Collected data
--- START ---

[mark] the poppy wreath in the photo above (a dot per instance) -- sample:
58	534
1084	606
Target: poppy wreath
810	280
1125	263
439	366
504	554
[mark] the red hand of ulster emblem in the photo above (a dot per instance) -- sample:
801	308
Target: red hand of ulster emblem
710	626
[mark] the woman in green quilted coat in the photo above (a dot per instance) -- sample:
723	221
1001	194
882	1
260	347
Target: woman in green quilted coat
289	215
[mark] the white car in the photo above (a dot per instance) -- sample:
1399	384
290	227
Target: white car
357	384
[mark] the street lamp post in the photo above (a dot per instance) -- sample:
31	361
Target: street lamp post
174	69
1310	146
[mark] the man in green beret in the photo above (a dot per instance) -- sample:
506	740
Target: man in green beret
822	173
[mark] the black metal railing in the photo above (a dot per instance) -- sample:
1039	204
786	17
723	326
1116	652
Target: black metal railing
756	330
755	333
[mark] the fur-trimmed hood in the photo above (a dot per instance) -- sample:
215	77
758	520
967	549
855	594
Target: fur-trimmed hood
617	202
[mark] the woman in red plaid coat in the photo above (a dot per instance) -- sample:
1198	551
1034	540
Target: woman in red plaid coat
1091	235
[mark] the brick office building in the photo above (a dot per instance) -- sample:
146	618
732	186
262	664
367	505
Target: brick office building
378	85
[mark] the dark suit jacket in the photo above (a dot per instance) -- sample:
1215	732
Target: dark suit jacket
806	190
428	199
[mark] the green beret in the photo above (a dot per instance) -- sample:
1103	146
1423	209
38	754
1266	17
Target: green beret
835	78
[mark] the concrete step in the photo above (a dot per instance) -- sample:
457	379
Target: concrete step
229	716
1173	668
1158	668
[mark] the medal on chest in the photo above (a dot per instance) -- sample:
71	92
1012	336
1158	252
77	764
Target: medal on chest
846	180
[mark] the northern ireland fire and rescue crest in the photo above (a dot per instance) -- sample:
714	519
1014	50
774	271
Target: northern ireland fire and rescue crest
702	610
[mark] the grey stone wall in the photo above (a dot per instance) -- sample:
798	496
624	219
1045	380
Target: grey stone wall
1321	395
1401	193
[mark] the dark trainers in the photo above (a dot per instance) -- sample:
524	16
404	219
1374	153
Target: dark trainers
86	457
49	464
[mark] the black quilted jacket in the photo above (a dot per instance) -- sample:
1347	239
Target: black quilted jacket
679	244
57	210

--- END ---

For this exercise, all the data must be repeated exactly.

[mark] the poppy wreath in the photo above (a dot per instance) -- sample:
58	534
1084	606
Target: poppy wreath
810	280
1125	263
439	366
504	554
[mark] the red hand of ulster emblem in the photo above (a dot per instance) -- sample:
801	308
Target: red hand of ulster emblem
710	626
[mark] the woman in green quilted coat in the photo above (a dot per instance) -- sample:
723	221
1001	194
882	1
260	347
Target: woman in green quilted coat
289	215
[mark] the white car in the photo above (a dot per instance) -- sample:
1399	384
290	227
Target: white car
357	384
[mark] the street lamp post in the photo above (a dot per instance) -- sample:
31	361
Target: street lamp post
174	69
1310	146
[mark] the man in green beret in the photo above (a dot per instance) -- sample:
506	740
Target: man in green beret
822	173
[mark] the black metal railing in the photo above (a dot per instance) -- sample:
1039	204
786	17
723	326
1116	652
Target: black metal railing
756	330
755	333
[mark] the fur-trimmed hood in the photo above (a dot per instance) -- sample:
215	77
758	520
967	549
855	594
Target: fur-trimmed hood
617	202
[mark] the woman in red plaid coat in the photo above (a dot per instance) -- sample:
1198	551
1034	540
Target: woman in red plaid coat
1091	235
[mark] the brick office building in the photo above (a dot per instance) -- sample:
146	618
732	186
262	664
367	505
Target: brick office building
378	85
[mark] the dark suit jacket in the photo above (a dot per instance) -- sample:
1215	732
Target: dark suit jacket
806	190
428	199
[mark] the green beret in the photo above (a dot per instance) -- sample:
1103	146
1423	209
38	754
1266	17
Target: green beret
835	78
[mark] the concrete step in the photo above (a dot per instance) -- sample:
457	379
Target: concrete step
229	716
1173	668
1158	668
[mark] the medal on chest in the photo above (a dot per instance) -- sample:
71	92
1012	336
1158	252
77	764
Target: medal on chest
846	180
[mark] the northern ireland fire and rescue crest in the photo above (a dot per instance) -- sample:
714	519
1014	50
774	271
Target: northern ireland fire and rescue crest
702	610
[mark] the grey stone wall in the photo above (a dot per instance) -- sample:
798	496
624	219
1045	380
Target: grey stone wall
1321	395
1401	193
[mark] the dark trainers in the photo above (a dot per instance) -- sample:
524	16
404	219
1374	153
Target: dark trainers
86	457
49	464
[mark] the black quilted jacket in the photo above (a dot per instance) -- sample:
1347	239
Target: black quilted jacket
679	244
57	210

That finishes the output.